## AIM OF THE TASK
What do the lines say from the one containing "TARGET = car interior" to the end of the records? Restate them word for word, and only those.

Rows from a pointing dataset:
----

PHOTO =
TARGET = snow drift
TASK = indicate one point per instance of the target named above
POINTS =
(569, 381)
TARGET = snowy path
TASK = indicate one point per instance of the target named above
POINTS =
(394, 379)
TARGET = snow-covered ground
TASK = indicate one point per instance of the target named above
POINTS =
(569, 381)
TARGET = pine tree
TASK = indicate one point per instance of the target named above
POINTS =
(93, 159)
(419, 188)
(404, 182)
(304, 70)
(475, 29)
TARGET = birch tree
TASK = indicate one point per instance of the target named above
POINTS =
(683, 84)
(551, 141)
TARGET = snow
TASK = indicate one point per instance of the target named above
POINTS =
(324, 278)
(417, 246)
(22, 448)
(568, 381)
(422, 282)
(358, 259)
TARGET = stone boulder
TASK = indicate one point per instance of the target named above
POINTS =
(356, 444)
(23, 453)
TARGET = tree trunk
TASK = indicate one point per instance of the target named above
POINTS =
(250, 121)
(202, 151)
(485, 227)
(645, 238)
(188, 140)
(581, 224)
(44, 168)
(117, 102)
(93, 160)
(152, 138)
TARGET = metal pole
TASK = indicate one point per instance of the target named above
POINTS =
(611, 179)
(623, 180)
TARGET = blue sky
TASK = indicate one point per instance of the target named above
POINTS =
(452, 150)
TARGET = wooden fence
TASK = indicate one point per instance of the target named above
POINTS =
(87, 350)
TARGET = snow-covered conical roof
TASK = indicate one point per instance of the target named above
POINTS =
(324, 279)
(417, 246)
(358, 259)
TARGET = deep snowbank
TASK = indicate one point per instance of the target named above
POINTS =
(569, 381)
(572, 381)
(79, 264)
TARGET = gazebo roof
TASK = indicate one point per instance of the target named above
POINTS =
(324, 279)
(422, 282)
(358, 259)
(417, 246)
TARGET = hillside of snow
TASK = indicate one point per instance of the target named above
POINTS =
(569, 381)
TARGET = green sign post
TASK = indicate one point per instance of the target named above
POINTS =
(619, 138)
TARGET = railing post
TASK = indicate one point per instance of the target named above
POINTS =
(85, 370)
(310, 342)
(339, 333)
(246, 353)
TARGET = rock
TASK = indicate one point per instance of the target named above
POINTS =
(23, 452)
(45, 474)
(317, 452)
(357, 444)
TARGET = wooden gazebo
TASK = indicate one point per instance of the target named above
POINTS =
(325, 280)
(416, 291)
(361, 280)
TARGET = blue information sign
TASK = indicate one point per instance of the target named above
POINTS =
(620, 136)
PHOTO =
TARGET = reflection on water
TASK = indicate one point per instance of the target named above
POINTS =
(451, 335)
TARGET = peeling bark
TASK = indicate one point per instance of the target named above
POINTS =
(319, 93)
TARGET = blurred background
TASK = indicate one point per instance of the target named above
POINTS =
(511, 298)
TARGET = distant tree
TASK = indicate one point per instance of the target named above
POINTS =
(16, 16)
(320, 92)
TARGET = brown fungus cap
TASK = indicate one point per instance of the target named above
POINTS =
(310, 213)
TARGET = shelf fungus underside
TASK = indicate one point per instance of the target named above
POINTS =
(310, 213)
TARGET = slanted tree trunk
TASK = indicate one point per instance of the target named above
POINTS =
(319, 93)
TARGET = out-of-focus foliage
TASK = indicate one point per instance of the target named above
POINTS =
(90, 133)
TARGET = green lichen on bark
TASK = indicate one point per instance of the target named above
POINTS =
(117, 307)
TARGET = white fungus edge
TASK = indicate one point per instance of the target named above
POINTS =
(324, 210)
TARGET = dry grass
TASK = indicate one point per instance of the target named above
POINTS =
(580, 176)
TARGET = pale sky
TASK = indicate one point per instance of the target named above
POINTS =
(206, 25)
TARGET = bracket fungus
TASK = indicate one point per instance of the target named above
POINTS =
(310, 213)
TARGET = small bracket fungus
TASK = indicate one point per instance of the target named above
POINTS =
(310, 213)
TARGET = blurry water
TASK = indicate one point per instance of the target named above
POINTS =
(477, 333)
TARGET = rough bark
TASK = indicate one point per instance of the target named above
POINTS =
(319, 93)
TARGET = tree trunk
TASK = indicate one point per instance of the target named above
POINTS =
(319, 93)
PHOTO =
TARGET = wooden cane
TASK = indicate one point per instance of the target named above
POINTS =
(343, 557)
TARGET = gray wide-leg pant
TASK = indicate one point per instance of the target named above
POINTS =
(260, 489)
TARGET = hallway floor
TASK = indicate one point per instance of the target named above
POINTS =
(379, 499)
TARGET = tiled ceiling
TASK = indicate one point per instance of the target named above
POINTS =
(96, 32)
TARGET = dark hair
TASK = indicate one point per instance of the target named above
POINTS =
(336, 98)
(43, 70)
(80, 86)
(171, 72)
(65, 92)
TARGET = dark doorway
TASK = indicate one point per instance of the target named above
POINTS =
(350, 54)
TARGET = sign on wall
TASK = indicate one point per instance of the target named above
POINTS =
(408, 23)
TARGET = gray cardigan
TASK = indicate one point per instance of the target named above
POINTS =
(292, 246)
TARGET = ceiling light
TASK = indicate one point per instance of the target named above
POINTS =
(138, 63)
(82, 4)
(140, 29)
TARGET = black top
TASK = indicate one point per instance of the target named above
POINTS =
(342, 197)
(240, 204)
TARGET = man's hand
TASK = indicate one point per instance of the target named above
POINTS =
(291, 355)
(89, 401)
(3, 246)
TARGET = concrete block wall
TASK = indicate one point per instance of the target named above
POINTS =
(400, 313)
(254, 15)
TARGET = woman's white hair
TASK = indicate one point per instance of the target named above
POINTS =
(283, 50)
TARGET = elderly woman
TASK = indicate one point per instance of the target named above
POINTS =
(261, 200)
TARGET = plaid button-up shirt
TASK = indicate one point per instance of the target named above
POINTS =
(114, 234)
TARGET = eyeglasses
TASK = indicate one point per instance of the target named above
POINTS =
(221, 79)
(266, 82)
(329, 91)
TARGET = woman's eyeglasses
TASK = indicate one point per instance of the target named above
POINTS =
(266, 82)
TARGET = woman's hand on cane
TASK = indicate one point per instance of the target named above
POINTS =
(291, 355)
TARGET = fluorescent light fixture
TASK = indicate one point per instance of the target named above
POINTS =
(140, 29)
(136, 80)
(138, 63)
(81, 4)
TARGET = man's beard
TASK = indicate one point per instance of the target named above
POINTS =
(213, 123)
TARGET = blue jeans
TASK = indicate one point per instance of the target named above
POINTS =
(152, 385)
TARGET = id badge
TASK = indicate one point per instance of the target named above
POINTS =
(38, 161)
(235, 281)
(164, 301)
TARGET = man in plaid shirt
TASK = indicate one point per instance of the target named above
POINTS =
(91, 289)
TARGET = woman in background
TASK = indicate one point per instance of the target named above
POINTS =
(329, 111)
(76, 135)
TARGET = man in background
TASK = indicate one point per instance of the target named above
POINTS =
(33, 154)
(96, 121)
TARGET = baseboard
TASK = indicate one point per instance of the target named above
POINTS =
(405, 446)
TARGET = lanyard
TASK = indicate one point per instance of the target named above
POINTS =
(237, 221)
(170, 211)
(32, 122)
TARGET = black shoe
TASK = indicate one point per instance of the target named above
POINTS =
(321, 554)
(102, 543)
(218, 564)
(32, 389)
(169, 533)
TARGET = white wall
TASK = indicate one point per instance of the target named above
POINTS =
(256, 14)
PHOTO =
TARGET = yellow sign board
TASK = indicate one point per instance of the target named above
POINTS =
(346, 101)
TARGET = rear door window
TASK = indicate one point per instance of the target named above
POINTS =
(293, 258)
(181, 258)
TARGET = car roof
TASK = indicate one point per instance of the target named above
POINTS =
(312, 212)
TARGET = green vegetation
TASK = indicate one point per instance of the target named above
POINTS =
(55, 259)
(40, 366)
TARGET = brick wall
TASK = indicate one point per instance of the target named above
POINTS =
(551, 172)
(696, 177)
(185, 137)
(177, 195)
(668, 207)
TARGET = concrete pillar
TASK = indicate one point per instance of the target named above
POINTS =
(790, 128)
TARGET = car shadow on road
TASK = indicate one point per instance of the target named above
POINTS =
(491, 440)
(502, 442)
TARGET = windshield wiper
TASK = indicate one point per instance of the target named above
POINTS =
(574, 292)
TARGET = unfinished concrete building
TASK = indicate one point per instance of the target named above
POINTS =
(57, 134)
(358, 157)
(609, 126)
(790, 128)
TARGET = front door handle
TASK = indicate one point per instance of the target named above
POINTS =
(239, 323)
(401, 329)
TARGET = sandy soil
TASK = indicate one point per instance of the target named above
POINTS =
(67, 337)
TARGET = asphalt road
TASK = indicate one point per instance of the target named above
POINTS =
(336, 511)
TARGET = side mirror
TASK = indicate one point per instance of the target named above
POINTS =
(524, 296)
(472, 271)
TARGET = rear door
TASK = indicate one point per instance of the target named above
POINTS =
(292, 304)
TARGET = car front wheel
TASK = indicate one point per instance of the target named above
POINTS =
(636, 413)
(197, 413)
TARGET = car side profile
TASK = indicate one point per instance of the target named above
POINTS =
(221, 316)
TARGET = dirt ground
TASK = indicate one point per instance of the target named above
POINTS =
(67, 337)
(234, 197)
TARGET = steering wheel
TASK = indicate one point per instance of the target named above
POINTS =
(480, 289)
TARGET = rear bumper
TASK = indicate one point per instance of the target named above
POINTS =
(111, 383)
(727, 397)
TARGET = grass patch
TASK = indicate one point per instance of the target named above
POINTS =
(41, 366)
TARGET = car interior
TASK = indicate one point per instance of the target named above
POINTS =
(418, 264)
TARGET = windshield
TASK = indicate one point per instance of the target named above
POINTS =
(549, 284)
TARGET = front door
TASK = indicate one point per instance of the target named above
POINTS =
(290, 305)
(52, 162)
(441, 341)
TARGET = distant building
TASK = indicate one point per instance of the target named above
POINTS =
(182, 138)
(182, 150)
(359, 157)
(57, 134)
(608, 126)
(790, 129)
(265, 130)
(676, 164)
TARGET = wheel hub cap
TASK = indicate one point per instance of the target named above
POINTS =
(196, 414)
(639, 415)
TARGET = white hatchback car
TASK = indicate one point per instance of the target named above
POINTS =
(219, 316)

----

## FINISHED ANSWER
TARGET = car interior
TASK = indicate one point per instance of the target named above
POINTS =
(418, 264)
TARGET = windshield
TASK = indicate one point per instance of the target named above
POINTS =
(549, 284)
TARGET = front door
TASK = indicate one point per instance of the target named above
POINTS =
(290, 305)
(52, 162)
(441, 341)
TARGET = distant building
TASK = indicate one point per instance of the target named above
POINTS =
(182, 138)
(182, 150)
(359, 157)
(57, 134)
(608, 126)
(790, 129)
(265, 130)
(676, 164)
TARGET = wheel hub cap
TASK = indicate one point per instance of the target named above
POINTS =
(196, 414)
(639, 415)
TARGET = white hatchback car
TASK = indicate one point per instance of the target named above
POINTS =
(219, 316)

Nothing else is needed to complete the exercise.